-- EXERCISE TASK --
Collect every line in the records below that contains the word "marker".

-- THE DATA --
· · ·

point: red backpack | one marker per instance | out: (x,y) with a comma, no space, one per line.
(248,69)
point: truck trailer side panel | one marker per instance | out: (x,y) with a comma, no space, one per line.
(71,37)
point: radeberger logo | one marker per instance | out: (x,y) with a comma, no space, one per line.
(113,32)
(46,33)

· · ·

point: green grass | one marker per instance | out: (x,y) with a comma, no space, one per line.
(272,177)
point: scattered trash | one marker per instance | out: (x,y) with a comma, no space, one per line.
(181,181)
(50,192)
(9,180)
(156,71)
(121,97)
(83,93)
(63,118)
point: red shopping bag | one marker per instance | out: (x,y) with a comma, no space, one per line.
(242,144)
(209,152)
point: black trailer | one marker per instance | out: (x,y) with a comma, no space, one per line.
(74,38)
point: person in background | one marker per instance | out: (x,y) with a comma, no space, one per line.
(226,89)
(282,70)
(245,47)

· · ·

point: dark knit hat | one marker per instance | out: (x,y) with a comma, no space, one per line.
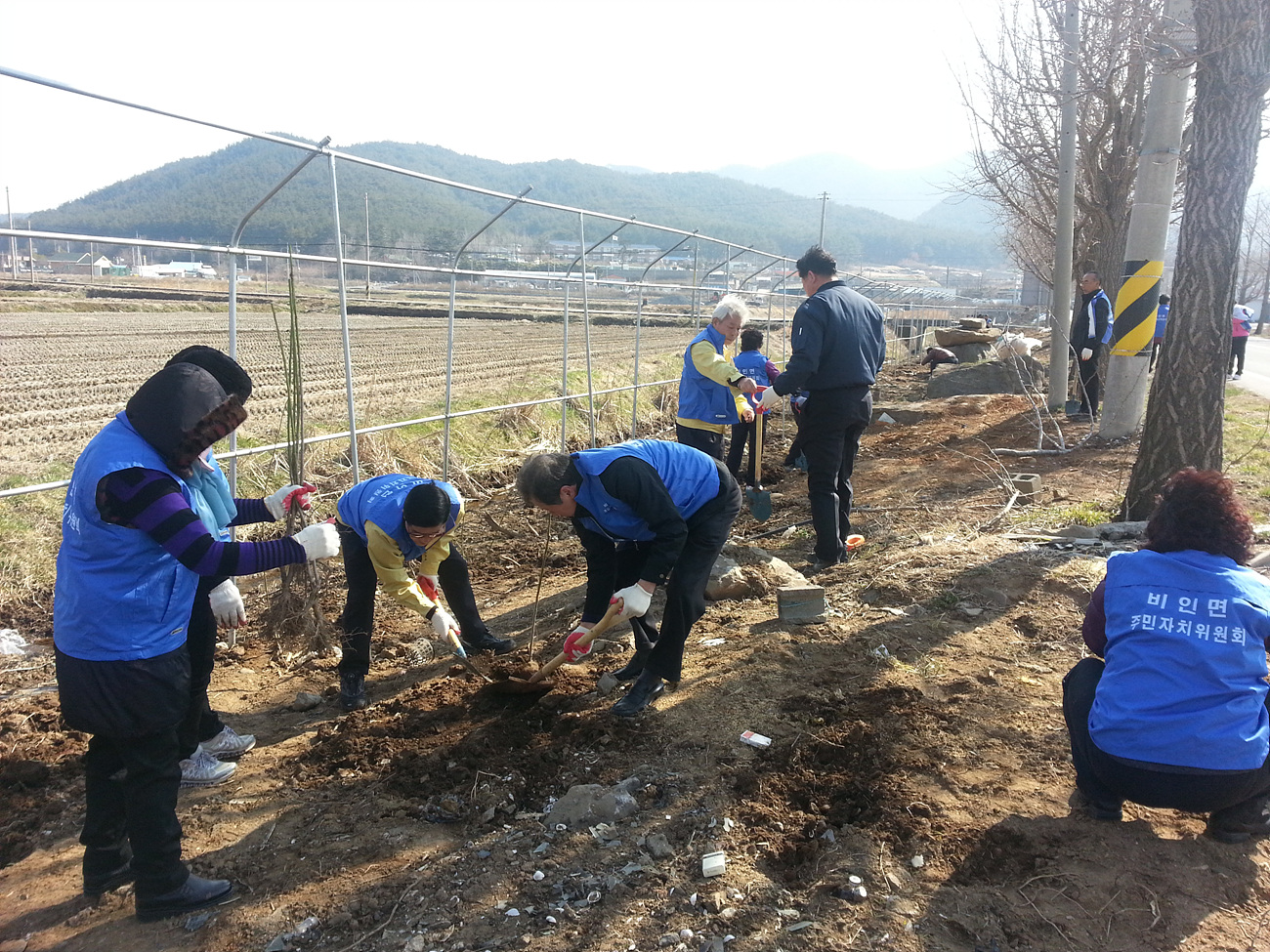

· · ·

-- ANSWER IN FULL --
point: red backpack | one marker per instance | out: (x,y) with a comma, no space, one per line.
point: truck trailer side panel | one marker per instance | out: (x,y) with a comma, no space, one per line.
point: radeberger logo | one marker per instance | out: (x,y) with a comma, no space, one per line.
point: green grass | one marker per instance | out: (x,y) with a comma, no space, one per line.
point: scattered trash | one marker per instance | out: (x,y) with a comma, no space, one per line.
point: red shopping bag | one marker per instance | out: (x,y) with a comma, no space, one per line.
point: black trailer | one marker per instance | out: (x,y) with a comma, no space, one per line.
point: person in background | one marker per instance | out: (x,y) with a comma, no space, one per line.
point: dark knit hat | one marker per instance | out: (x,y) with a comma, no space, one per line.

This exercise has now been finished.